=== Source ===

Françoise Sogno, architecte de la bibliothèque Oscar Niemeyer

« L’architecture n’a de sens que si elle s’ouvre à la vie quotidienne. »

Portrait
Publié le 26 novembre 2025

Transformer un symbole d’architecture moderne en lieu de vie pour tous : tel a été le pari relevé par l'architecte Françoise Sogno. Dix ans après l’ouverture de la bibliothèque Oscar Niemeyer, l’architecte évoque ce dialogue entre héritage et innovation.

  • Comment avez-vous abordé la transformation d’un bâtiment aussi emblématique, entre héritage et aspirations contemporaines d’une bibliothèque ?

Intervenir dans un lieu signé Oscar Niemeyer, c’est affronter un monument d’architecture du XXe siècle tout en restant fidèle à son esprit. Le petit Volcan, pensé à l’origine pour le spectacle, offrait un espace déroutant : une rotonde de béton brut, sans lumière naturelle, aux volumes fantomatiques. Le défi a été d’y inventer une bibliothèque ouverte, lisible, accueillante. Un lieu de vie plutôt qu’un temple de savoir. Nous avons d’abord cherché à redonner du sens et de la cohérence à cet espace circulaire. Chaque geste architectural devait dialoguer avec l’œuvre de Niemeyer : retrouver la rampe d’accès telle qu’il l’avait imaginée, conserver la force du béton tout en l’adoucissant par la lumière et le bois. Ici, la verrière centrale constituait déjà l’atrium : un vaste espace baigné de lumière où la lecture se vit comme une promenade architecturale. C’est le cœur battant du bâtiment. Notre intention était de prolonger l’œuvre de Niemeyer, de faire entrer la lumière dans le béton, la vie dans la forme.

=== Extraits de la liste ===

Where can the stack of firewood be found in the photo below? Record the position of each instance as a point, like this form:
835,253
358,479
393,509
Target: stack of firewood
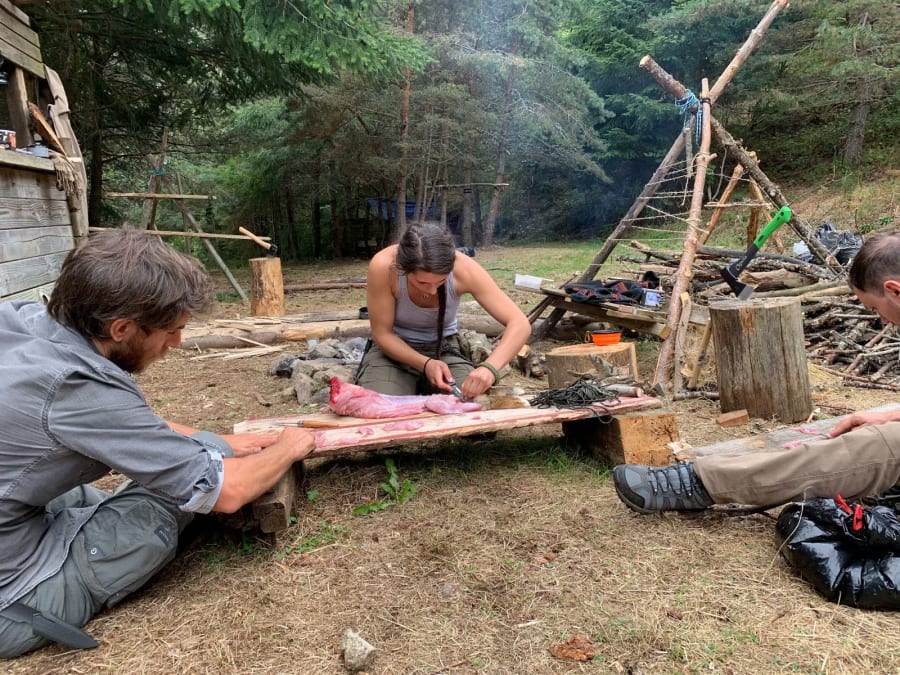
847,339
841,335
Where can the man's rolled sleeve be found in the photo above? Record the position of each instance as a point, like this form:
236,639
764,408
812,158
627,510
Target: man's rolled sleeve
207,489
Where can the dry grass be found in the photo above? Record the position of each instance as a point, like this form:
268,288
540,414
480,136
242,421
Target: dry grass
510,546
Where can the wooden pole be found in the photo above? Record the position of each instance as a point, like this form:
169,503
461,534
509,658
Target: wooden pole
720,209
209,247
745,159
685,265
755,37
59,116
613,239
148,215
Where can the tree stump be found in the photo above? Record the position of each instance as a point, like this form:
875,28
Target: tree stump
266,287
566,364
760,358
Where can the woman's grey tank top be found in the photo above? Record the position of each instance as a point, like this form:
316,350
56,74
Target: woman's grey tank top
418,324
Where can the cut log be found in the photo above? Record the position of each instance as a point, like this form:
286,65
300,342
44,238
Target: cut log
760,358
631,438
266,287
567,364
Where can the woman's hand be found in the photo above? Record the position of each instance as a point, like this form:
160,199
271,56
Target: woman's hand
477,382
438,374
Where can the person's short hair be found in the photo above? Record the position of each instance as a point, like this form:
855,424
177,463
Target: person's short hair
127,274
426,247
877,261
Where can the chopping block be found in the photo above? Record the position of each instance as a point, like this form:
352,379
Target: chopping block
630,438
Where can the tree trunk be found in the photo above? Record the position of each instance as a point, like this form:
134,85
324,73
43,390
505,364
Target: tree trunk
754,340
856,134
500,175
316,207
399,225
468,214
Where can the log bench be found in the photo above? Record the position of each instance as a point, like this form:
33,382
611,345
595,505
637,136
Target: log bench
340,436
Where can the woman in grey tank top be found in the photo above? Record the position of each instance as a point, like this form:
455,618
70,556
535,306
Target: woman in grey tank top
414,291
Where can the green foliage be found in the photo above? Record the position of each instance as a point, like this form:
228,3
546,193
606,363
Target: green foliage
289,112
396,492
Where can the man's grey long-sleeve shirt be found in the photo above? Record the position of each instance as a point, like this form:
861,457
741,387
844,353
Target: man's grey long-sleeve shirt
67,416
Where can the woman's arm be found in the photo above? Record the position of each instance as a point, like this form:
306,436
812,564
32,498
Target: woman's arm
470,277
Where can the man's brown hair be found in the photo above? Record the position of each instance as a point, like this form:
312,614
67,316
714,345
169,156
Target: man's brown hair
876,262
127,274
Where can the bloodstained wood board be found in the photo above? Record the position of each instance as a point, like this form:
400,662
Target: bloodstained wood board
353,434
774,440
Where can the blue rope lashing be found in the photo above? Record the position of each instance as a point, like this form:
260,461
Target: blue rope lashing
684,106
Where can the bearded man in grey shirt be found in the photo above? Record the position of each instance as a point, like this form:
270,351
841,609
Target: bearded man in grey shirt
71,411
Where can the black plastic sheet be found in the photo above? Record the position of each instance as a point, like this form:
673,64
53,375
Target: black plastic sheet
850,558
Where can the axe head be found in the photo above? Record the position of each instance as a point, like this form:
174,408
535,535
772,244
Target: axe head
741,290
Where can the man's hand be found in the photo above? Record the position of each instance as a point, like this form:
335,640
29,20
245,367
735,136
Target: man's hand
249,443
862,420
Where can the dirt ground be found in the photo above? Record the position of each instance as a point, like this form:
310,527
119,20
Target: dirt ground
510,546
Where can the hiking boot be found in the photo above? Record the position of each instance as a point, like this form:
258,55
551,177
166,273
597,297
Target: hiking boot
648,489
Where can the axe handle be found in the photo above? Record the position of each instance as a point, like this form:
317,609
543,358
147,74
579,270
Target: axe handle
248,233
781,217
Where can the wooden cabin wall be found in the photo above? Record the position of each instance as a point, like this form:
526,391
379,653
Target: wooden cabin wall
36,222
35,228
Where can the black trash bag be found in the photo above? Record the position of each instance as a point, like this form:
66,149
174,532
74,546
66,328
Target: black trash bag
842,245
850,558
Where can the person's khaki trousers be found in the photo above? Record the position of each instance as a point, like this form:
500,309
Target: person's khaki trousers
860,463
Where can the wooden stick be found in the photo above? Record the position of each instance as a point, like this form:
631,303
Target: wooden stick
684,274
177,233
701,356
720,206
153,195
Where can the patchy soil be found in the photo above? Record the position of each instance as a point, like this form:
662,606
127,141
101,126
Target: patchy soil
511,547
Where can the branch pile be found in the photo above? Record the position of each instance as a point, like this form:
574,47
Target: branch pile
850,341
841,335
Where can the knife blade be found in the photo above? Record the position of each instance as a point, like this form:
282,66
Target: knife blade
457,391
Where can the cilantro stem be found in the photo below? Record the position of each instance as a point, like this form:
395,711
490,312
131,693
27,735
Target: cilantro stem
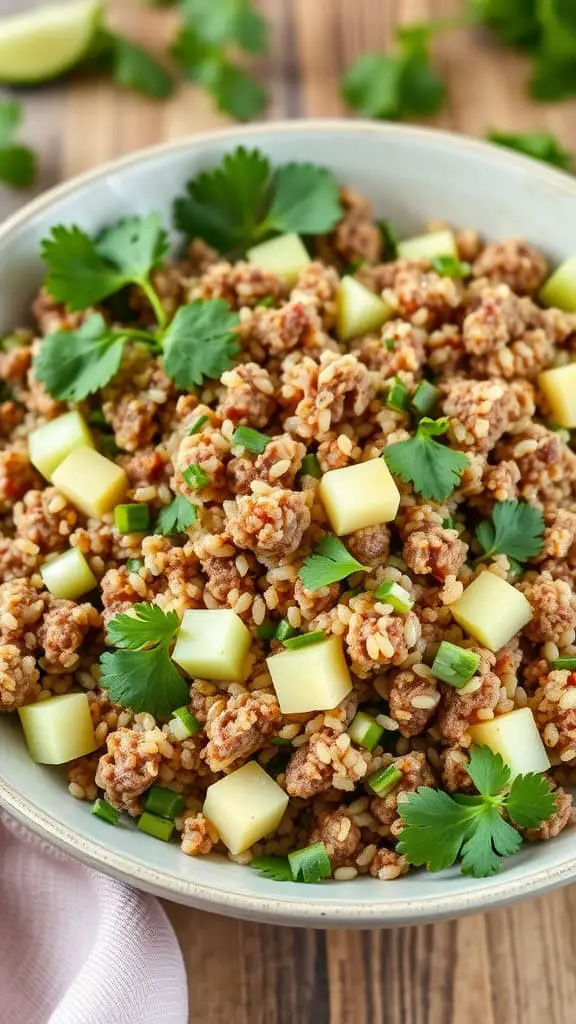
155,302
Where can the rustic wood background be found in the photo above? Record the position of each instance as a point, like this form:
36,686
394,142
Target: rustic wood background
508,967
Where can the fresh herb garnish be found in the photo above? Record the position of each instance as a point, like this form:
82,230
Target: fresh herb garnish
176,517
17,163
515,529
433,469
330,562
439,828
244,201
141,675
251,439
539,144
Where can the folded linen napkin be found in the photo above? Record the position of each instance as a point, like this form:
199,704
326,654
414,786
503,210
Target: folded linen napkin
77,947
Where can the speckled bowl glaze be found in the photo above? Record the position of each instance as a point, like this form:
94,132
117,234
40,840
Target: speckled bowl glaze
411,175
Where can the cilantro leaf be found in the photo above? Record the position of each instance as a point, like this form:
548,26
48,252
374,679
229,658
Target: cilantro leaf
176,517
73,365
439,828
516,529
434,469
277,868
242,201
133,68
200,342
330,562
17,163
530,801
144,678
539,144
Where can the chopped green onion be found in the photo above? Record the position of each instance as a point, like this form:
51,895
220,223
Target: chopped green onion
196,477
104,810
265,631
451,266
365,730
398,397
251,439
392,593
454,665
284,631
134,564
311,864
131,518
304,640
184,724
384,780
424,398
164,802
311,467
564,663
158,827
197,425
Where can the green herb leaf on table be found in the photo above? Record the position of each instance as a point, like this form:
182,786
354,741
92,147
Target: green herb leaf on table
73,365
433,469
539,144
330,562
243,201
200,343
515,529
176,517
439,828
17,163
141,675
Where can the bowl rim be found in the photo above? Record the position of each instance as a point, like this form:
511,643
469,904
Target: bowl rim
203,895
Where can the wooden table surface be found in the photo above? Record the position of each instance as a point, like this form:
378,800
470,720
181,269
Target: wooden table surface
508,967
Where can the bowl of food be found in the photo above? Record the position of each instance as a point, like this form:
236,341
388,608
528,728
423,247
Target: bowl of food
288,523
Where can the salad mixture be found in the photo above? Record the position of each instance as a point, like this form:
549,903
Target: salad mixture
288,530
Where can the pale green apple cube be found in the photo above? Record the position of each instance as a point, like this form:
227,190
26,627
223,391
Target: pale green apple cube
517,738
245,806
285,256
491,610
313,678
52,442
359,310
69,576
559,386
427,247
212,643
94,484
58,729
560,289
359,496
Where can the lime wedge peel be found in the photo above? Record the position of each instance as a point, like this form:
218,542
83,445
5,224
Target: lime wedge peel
42,43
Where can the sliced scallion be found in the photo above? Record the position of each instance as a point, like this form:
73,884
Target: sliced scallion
164,802
311,864
154,825
392,593
365,731
383,781
454,666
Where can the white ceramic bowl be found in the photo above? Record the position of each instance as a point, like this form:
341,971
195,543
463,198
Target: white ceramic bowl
411,175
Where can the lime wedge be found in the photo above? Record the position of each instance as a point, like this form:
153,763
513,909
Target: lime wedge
42,43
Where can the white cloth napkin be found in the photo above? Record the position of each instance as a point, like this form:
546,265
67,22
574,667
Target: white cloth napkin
77,947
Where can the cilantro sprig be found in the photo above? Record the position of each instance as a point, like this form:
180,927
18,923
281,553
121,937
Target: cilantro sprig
433,469
244,201
17,163
515,529
141,675
330,562
440,828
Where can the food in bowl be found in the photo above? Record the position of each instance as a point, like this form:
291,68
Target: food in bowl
288,530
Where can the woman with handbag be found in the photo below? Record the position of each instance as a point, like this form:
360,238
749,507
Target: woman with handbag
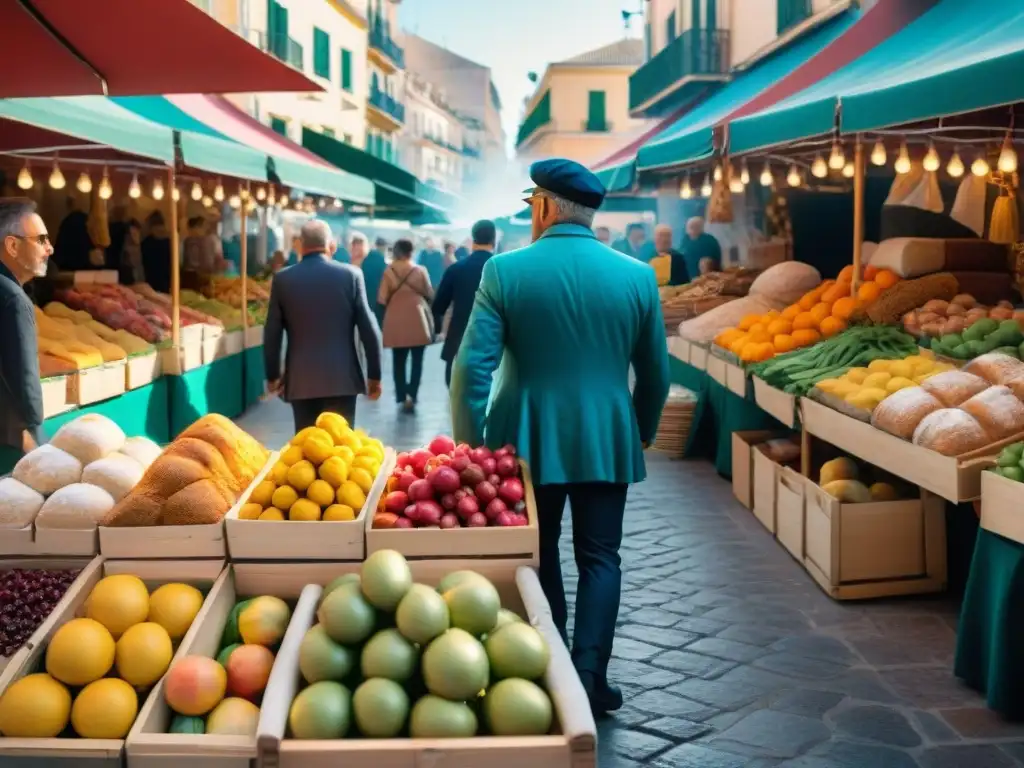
406,295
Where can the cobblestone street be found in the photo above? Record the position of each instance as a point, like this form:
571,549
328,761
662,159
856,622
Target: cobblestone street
728,653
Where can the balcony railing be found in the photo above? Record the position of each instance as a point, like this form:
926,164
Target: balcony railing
694,52
387,103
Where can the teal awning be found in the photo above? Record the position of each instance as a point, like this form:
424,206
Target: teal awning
95,120
691,137
202,146
956,57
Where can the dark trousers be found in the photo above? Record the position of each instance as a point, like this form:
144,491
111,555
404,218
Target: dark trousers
408,386
306,412
597,532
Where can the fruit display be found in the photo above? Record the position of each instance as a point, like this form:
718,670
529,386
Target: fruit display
325,473
97,668
196,480
864,388
444,485
799,371
222,695
389,658
820,313
73,481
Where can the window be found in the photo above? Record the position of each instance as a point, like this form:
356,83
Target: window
595,112
322,53
346,70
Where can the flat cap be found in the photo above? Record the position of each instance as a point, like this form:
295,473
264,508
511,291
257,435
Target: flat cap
567,179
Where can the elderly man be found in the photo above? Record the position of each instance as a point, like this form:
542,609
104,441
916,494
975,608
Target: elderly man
701,252
321,304
25,250
566,317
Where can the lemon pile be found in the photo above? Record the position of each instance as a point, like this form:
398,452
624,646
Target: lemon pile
325,473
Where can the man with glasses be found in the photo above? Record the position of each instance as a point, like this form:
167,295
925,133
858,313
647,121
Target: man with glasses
565,318
25,250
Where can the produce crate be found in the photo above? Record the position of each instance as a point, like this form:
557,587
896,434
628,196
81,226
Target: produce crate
291,540
573,744
523,544
148,744
956,478
95,384
45,753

===

**Exercices**
1. Dans le portrait, à quoi le petit Volcan était-il destiné à l'origine ?
2. Citez tous les adjectifs qui, dans le portrait, décrivent la bibliothèque que l'architecte a voulu inventer dans le petit Volcan.

**Réponses**
1. Au spectacle.

2. Ouverte, lisible, accueillante.